[Aufgabe]: Gib aus dem folgenden Textauszug den Abschnitt von „Das DZA ist“ bis einschließlich „Mitarbeitende beschäftigt sein.“ wortgetreu wieder.

[Textauszug]:
=======
Hightech-Forschung in der Lausitz

Visualisierung des geplanten Zentrums
Visualisierung DZA

In Sachsen entsteht ein Großforschungszentrum für Astrophysik. Es geht als eines von zwei Siegerprojekten aus einem Wettbewerb zur Strukturförderung hervor.

29.09.2022 · News · Leibniz-Institut für Astrophysik Potsdam · Mathematik, Natur- und Ingenieurwissenschaften · Projekte

Die Entscheidung im Wettbewerb „Wissen schafft Perspektiven für die Region“ ist getroffen: Mit dem Deutschen Zentrum für Astrophysik – Forschung. Technologie. Digitalisierung. (DZA) entsteht ein nationales Großforschungszentrum mit internationaler Strahlkraft, das ressourcensparende Digitalisierung vorantreibt, neue Technologien entwickelt, für Transfer sorgt und Perspektiven für die Region schafft – fest verwurzelt in der sächsischen Lausitz.

Das DZA ist eine gemeinsame Initiative der Astronomie und Astroteilchenphysik in Deutschland. Zur Initiative gehören viele namhafte Wissenschaftler unterstützt von den großen deutschen Wissenschaftsorganisationen. Die Standorte werden in Görlitz und im Kreis Bautzen sein. Nach der Aufbauphase ist in der Endausbaustufe eine jährliche Förderung von rund 170 Millionen Euro vorgesehen, im Zentrum selbst werden mehr als 1.000 Mitarbeitende beschäftigt sein.
=======
[Bereitgestellte Daten]:

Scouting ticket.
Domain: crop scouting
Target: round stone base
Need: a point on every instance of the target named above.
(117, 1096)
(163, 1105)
=======
[Antwort]:
Das DZA ist eine gemeinsame Initiative der Astronomie und Astroteilchenphysik in Deutschland. Zur Initiative gehören viele namhafte Wissenschaftler unterstützt von den großen deutschen Wissenschaftsorganisationen. Die Standorte werden in Görlitz und im Kreis Bautzen sein. Nach der Aufbauphase ist in der Endausbaustufe eine jährliche Förderung von rund 170 Millionen Euro vorgesehen, im Zentrum selbst werden mehr als 1.000 Mitarbeitende beschäftigt sein.